About this task: Filter out all lines without the word "pole" from the data below, please, and copy the rest.

Supplied data:

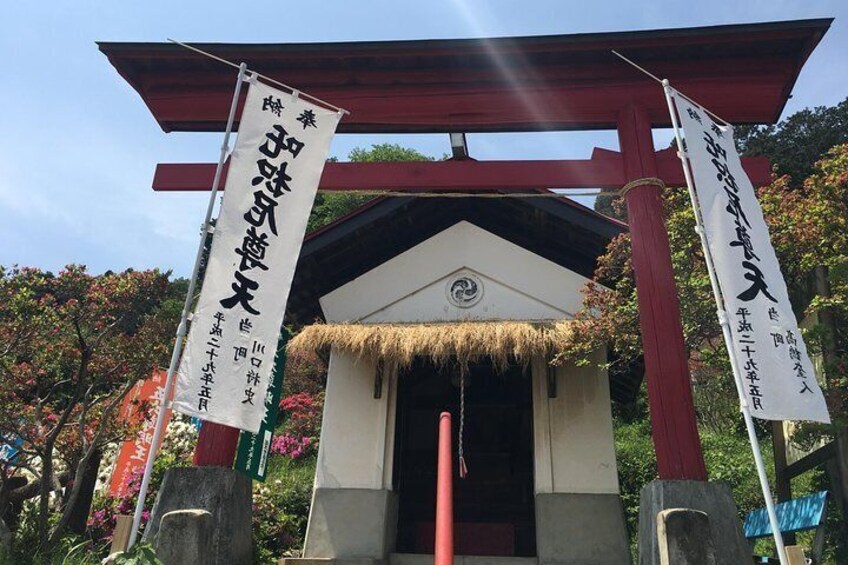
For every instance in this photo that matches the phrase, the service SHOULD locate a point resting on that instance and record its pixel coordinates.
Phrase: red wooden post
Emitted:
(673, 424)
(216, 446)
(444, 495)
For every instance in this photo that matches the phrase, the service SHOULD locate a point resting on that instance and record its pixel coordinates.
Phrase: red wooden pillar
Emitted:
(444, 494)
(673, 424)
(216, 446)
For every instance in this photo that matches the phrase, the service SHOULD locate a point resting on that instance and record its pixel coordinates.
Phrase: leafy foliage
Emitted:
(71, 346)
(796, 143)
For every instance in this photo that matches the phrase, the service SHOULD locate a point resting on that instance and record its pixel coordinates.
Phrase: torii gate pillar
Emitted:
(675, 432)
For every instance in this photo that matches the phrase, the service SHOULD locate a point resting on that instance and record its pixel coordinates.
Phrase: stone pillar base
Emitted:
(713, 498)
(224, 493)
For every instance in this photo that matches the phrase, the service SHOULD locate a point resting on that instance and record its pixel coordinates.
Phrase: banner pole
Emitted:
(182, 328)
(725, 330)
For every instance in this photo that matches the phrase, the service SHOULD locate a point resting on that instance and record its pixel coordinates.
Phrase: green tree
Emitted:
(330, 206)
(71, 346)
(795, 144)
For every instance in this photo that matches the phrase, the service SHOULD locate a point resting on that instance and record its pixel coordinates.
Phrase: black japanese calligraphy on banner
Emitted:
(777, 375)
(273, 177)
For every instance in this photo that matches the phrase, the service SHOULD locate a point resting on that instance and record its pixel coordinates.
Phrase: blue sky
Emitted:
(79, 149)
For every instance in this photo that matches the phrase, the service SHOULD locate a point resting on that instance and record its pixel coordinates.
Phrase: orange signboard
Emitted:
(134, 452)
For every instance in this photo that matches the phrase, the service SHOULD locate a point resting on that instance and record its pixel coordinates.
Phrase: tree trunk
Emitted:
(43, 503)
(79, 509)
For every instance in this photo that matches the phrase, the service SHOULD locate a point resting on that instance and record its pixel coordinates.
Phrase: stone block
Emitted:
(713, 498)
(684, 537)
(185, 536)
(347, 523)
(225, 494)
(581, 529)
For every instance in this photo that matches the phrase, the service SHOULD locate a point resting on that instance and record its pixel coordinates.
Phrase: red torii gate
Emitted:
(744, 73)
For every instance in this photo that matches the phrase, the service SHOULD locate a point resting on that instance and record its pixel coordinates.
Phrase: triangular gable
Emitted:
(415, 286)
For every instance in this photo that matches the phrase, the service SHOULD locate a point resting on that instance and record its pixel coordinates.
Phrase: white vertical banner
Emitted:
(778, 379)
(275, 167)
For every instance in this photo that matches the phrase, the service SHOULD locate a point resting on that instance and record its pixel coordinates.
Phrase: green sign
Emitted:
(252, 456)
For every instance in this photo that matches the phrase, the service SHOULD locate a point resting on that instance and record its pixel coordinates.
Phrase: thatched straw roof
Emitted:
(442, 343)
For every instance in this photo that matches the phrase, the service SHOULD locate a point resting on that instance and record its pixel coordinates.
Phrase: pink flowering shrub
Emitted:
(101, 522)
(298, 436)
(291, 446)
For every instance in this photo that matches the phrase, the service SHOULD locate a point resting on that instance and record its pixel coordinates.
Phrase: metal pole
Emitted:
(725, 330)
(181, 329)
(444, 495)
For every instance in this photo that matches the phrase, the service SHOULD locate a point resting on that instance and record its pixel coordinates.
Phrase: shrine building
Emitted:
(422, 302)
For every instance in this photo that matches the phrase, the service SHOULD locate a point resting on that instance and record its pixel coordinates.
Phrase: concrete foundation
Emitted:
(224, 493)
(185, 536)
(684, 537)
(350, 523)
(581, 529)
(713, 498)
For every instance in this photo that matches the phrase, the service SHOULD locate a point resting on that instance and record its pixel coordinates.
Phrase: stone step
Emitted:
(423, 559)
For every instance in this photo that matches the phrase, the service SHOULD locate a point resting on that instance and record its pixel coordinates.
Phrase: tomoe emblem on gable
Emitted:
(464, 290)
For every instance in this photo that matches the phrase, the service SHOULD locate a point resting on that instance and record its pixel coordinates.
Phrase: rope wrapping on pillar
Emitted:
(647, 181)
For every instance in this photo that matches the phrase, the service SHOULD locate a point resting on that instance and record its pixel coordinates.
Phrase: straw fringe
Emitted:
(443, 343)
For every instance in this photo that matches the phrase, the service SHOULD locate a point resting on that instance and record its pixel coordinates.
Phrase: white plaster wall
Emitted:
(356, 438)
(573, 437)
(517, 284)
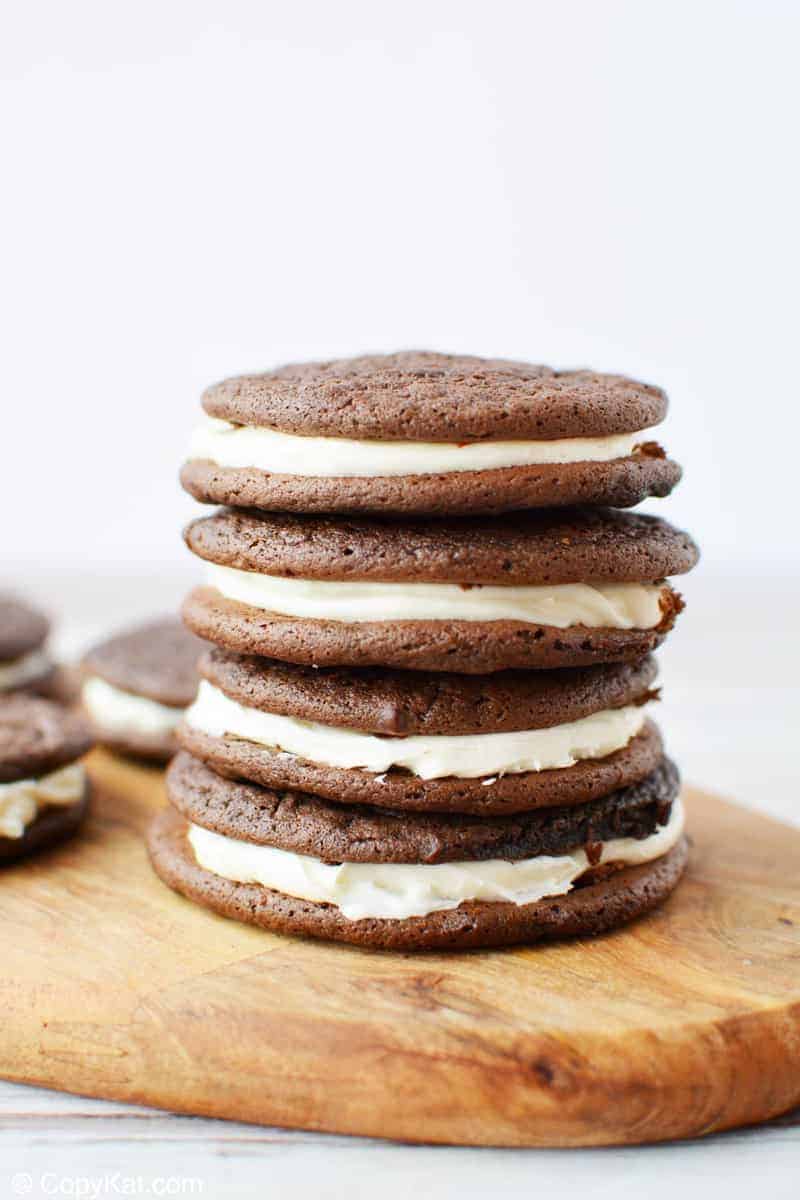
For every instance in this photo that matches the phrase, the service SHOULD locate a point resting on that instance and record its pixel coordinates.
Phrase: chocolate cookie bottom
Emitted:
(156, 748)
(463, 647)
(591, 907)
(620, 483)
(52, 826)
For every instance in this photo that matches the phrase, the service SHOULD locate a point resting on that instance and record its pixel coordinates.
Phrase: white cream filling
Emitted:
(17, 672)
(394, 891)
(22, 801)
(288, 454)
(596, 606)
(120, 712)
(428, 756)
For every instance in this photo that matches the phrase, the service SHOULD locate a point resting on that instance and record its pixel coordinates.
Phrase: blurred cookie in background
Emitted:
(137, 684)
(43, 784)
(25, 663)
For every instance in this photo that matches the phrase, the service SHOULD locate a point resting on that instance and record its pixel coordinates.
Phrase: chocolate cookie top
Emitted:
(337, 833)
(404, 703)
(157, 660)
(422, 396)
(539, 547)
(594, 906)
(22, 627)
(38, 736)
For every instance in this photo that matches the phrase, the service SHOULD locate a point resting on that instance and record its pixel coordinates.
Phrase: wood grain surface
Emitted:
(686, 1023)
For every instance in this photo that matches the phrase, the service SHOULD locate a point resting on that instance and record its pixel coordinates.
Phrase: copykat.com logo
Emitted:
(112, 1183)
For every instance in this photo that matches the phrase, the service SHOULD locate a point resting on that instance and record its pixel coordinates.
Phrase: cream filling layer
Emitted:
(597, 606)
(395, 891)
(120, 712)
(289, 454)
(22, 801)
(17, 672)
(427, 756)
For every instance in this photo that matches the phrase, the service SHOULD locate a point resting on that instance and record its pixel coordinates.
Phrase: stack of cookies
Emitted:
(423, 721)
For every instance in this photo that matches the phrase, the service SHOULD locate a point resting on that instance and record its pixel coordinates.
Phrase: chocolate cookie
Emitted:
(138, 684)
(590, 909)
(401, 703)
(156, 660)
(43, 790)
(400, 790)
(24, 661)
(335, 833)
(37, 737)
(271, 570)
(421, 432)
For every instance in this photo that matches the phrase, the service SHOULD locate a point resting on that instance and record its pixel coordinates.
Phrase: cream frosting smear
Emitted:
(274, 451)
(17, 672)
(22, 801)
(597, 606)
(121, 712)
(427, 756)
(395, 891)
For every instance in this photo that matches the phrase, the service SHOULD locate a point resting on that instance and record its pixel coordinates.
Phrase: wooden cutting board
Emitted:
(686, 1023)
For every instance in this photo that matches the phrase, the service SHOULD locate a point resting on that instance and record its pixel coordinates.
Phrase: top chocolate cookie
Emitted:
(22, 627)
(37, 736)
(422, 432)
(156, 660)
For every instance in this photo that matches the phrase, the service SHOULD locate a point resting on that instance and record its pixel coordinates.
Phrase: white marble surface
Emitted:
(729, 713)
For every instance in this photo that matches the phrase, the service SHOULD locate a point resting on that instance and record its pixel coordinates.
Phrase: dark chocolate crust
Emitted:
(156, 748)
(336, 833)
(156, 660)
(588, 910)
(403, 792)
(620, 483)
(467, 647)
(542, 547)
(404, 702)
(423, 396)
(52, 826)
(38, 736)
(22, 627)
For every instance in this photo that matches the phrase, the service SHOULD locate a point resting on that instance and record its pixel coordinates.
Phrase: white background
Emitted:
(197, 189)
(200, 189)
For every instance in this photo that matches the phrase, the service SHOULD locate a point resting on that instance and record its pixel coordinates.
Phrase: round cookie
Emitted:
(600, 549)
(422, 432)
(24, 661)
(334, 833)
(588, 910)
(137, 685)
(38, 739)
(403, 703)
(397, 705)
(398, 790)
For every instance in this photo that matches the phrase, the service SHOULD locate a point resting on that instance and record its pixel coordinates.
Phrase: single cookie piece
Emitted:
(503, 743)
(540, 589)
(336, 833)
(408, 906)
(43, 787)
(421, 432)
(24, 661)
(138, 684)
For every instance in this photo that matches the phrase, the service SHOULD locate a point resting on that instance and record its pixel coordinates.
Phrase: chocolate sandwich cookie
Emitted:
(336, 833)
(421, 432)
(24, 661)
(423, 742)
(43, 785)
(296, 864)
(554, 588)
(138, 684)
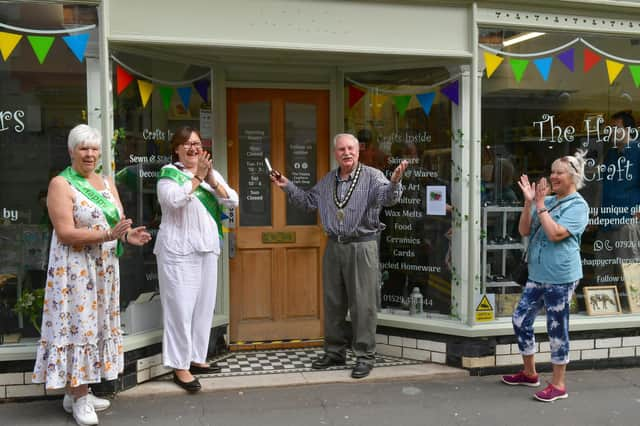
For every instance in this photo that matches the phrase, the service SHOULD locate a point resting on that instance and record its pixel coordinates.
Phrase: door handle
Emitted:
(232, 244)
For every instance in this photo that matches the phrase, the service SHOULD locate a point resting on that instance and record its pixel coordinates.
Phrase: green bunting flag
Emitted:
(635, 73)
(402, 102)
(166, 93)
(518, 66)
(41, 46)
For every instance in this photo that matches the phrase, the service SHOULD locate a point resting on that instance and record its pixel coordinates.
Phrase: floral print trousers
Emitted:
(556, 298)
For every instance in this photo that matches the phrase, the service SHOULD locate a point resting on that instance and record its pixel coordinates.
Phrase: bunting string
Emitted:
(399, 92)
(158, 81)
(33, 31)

Response area:
Phrase: banner pole
Phrase: metal pole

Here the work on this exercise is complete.